Exercise objective: Please repeat the records below exactly, from the first line through the line containing "Ground the tall palm tree in this screenshot.", and nothing more.

↓↓↓

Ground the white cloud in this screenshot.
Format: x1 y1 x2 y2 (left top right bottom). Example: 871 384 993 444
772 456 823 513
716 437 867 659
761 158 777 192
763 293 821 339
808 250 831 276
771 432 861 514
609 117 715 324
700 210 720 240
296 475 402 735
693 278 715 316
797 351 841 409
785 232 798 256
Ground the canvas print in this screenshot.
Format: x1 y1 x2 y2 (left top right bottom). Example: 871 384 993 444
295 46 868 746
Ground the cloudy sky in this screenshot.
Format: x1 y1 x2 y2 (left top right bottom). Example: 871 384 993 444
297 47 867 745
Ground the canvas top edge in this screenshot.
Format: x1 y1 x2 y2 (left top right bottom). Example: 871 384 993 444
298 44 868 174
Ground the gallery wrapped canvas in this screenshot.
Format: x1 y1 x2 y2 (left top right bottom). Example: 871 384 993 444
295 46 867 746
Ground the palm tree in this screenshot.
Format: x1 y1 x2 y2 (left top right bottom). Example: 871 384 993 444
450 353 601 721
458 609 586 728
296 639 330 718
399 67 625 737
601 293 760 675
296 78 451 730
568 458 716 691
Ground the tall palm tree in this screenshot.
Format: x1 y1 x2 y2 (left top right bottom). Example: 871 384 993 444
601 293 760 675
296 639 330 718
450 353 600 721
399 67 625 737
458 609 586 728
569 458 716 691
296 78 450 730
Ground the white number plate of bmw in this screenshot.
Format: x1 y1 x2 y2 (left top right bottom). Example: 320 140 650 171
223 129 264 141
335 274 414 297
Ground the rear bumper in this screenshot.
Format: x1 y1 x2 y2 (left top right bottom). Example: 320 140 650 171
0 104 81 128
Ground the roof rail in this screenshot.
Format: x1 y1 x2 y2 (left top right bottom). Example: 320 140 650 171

↑↑↑

Reply:
Ground the white cloud in this screenshot.
Format: x1 y1 x2 y2 (left top right bottom). Example: 871 384 993 444
772 456 823 513
716 437 867 659
761 158 777 192
763 293 821 339
808 250 831 276
771 432 861 514
609 117 715 324
700 210 720 240
296 475 402 735
693 278 715 316
797 351 841 409
785 232 798 256
Ground the canvas print in this screenshot.
Format: x1 y1 x2 y2 (left top right bottom). Example: 871 384 993 444
295 46 868 746
Ground the cloudy sky in this screenshot.
Format: x1 y1 x2 y2 (left top right bottom). Example: 871 384 993 444
297 47 867 745
Ground the canvas top edge in this screenshot.
Format: x1 y1 x2 y2 (left top right bottom). Example: 871 384 993 444
298 44 868 174
Ground the gallery wrapped canvas in this screenshot.
Format: x1 y1 x2 y2 (left top right bottom). Example: 871 384 993 444
295 46 867 746
Ground the palm tree in this screenshot.
Format: x1 y1 x2 y2 (left top right bottom). Example: 871 384 993 444
450 353 601 721
458 609 586 728
296 639 330 718
399 67 625 737
601 293 760 675
296 78 451 730
568 458 716 691
Ground the tall palm tree in this screenshot.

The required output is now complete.